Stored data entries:
=======
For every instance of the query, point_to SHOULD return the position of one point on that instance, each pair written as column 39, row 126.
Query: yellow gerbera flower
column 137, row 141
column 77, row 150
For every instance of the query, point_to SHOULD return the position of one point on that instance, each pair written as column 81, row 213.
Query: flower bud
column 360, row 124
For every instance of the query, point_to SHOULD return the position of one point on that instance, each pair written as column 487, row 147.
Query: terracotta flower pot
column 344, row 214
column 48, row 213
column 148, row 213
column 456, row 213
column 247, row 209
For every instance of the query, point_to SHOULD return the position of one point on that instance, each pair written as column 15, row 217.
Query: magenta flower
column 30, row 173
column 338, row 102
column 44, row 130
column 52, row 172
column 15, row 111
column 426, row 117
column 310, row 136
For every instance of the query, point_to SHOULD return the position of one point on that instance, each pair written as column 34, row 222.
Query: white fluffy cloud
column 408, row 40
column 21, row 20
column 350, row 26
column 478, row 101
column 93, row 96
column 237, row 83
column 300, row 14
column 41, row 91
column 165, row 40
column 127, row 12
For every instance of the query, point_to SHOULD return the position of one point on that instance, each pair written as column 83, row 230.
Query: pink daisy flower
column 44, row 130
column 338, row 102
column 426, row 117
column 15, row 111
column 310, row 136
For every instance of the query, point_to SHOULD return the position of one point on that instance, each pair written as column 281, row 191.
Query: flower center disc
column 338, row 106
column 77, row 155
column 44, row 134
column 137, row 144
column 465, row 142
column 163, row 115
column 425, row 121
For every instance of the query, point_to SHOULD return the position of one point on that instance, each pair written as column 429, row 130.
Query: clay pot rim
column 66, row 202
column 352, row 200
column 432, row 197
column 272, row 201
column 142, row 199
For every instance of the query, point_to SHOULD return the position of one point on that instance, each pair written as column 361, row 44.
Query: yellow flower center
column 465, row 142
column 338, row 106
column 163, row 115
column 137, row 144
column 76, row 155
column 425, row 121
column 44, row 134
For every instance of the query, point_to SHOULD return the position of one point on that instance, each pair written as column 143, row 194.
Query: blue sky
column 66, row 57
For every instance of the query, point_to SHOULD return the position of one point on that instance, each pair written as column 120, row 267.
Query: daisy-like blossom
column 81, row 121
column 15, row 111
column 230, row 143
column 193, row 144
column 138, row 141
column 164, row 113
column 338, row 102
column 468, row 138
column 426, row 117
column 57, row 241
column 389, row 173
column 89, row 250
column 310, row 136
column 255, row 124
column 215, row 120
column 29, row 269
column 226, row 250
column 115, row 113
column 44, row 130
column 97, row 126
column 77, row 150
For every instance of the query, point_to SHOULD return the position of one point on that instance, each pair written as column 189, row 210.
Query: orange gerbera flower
=======
Work task
Write the opening line of the data above and every line after it, exactly, stopping once you have written the line with "487, row 147.".

Completed task
For every instance of the query, point_to SHOULD return the position of one point on that instance, each pair written as column 39, row 126.
Query: yellow gerbera flower
column 137, row 141
column 77, row 150
For every instance of the query, point_to SHOULD return the position of one point on that instance, each pair written as column 81, row 213.
Query: flower bud
column 360, row 124
For every instance of the query, point_to SHOULD return the position of one point on that instance, each pair written as column 487, row 147.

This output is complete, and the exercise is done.